▶ _Task to complete_: Arrange the lines of the data as a numbered list, starting with the line that contains "like x=41 y=670." and continuing through the last line, with both ends included and any blank lines left out.
· · · · · · ·
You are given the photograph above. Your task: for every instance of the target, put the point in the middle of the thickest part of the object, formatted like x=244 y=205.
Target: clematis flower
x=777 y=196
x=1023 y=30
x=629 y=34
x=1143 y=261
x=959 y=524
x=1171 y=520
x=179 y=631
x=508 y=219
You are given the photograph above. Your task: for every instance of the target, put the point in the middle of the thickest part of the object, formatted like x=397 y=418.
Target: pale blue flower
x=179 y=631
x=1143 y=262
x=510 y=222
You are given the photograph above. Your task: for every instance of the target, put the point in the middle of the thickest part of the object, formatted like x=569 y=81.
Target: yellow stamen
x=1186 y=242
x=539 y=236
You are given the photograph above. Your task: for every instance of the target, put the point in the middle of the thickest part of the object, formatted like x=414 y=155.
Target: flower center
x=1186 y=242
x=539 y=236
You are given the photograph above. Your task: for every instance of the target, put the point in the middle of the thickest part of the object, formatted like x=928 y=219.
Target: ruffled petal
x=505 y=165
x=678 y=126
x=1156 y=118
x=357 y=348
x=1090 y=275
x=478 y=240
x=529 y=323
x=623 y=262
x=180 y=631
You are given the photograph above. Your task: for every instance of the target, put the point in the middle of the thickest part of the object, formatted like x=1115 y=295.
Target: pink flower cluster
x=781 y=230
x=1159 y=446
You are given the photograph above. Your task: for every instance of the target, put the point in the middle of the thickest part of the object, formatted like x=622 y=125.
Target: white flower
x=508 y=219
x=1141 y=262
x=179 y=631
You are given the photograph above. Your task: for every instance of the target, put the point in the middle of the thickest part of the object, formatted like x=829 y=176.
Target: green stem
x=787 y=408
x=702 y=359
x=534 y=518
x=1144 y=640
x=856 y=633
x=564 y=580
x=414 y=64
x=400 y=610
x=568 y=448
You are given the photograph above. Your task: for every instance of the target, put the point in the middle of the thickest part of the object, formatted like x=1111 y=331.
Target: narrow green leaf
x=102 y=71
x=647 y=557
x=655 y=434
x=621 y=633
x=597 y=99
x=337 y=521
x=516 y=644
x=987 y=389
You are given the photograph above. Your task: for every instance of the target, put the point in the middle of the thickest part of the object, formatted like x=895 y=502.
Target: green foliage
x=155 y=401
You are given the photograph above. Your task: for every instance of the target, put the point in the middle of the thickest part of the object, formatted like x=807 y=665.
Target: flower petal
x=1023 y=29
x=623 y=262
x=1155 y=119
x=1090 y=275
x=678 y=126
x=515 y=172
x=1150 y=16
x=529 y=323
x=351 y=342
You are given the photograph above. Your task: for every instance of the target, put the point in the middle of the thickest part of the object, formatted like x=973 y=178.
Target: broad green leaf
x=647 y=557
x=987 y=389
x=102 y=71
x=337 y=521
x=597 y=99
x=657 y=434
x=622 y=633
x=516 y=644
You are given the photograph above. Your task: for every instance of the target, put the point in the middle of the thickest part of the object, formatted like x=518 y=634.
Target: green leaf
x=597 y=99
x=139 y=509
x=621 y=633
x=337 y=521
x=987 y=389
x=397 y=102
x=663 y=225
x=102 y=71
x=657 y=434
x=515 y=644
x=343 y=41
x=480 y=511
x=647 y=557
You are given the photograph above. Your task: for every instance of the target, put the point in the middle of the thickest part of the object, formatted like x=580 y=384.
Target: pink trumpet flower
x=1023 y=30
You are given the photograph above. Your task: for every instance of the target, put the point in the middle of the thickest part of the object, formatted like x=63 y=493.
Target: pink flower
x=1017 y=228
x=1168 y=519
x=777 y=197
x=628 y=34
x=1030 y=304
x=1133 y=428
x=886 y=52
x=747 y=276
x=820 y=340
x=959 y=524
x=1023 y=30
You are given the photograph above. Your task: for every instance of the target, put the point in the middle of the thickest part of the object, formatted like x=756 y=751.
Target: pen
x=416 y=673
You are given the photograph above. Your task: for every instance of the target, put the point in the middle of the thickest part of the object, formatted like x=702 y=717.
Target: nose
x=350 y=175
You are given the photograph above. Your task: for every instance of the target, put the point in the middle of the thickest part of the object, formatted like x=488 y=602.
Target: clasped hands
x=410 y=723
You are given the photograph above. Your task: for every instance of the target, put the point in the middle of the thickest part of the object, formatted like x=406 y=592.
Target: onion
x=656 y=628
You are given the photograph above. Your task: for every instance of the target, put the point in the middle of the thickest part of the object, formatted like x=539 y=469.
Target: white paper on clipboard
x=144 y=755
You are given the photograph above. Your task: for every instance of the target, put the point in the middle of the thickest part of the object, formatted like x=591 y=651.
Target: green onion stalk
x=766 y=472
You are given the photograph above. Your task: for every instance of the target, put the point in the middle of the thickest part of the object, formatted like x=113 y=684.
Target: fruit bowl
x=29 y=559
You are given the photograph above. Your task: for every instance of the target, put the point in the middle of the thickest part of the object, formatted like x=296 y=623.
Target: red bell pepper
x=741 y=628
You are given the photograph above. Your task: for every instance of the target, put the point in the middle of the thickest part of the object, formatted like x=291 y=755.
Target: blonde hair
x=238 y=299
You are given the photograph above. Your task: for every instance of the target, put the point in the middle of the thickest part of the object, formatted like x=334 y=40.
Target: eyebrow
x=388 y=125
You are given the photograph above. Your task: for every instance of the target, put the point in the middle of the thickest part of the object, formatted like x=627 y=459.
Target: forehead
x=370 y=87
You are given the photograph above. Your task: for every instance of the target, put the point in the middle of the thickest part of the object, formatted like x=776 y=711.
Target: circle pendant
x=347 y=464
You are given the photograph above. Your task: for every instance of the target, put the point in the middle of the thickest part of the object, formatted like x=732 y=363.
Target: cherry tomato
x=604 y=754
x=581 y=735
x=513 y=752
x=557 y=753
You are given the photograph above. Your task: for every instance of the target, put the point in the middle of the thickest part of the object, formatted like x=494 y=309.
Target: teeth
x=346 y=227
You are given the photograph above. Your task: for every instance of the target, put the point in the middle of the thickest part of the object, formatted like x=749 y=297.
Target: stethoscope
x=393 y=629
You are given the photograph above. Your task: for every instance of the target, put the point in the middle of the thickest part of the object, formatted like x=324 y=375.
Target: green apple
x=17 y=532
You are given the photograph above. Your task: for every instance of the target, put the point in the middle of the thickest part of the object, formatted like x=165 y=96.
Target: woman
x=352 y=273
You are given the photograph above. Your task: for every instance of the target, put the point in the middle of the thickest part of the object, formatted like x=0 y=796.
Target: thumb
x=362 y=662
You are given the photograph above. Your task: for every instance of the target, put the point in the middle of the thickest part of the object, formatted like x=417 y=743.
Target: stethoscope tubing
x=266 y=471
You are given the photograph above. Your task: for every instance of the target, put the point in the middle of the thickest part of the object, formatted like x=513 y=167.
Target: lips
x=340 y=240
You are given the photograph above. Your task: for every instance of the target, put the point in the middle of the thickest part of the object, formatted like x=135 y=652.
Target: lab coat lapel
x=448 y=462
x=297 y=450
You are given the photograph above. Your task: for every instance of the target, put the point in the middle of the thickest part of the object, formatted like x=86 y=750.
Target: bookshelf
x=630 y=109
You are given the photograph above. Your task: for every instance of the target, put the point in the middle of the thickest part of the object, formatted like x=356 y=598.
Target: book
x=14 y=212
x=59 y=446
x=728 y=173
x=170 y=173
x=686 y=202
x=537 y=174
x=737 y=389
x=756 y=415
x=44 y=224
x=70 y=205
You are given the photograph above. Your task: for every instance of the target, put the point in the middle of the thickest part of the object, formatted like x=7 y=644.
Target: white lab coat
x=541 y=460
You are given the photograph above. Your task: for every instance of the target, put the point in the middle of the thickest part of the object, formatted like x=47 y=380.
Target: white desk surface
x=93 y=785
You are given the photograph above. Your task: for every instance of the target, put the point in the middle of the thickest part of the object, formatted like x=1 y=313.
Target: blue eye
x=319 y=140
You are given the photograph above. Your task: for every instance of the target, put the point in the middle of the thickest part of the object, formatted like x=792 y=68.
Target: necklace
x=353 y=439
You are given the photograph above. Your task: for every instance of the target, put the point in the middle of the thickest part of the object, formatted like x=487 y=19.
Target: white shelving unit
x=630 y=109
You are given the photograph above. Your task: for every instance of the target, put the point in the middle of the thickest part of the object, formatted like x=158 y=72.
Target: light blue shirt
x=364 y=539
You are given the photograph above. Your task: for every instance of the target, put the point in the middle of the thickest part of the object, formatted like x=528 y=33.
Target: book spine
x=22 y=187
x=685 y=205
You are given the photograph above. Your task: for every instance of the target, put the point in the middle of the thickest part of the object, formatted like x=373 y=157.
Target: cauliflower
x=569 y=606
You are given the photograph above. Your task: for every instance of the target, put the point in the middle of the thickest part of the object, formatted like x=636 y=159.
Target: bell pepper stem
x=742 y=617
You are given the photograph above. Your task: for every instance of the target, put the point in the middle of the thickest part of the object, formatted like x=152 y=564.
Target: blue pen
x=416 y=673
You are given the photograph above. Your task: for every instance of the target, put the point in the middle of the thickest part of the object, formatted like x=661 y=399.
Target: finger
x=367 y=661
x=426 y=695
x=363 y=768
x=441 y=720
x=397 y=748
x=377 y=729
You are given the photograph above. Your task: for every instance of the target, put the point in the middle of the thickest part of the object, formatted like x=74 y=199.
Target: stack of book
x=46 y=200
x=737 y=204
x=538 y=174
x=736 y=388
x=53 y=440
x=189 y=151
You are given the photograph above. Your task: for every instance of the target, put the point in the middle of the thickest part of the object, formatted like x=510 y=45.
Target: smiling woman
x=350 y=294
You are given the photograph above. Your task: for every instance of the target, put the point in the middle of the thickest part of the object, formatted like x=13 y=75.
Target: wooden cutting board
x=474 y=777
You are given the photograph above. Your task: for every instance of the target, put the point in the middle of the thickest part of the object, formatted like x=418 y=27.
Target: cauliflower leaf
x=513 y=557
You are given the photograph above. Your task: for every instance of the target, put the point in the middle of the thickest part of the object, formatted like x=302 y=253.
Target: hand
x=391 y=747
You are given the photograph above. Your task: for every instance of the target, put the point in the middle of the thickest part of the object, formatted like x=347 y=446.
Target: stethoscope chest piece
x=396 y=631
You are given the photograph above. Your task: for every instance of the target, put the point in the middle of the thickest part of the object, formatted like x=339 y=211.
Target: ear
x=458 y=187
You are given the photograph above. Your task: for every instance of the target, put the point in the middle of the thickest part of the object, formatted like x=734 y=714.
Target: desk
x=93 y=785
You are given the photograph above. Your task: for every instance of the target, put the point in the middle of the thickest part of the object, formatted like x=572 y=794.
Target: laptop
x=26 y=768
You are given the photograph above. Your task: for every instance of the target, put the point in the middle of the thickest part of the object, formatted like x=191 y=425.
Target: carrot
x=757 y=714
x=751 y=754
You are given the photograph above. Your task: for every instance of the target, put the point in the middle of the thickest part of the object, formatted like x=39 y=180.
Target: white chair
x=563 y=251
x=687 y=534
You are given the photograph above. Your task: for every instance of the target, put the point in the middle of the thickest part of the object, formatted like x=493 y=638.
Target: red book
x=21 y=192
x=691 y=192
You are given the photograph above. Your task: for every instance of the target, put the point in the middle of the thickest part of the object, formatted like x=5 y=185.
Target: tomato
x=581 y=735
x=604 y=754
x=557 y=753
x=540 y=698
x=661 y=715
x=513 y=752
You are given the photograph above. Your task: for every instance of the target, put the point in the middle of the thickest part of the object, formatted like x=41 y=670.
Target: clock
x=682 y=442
· · · · · · ·
▶ _Output of the task_:
1. You are given the photograph above. Your task: for every instance of the target, put the point in the middle of the thickest part of the object, formatted like x=41 y=670.
2. Target: clock
3. x=682 y=442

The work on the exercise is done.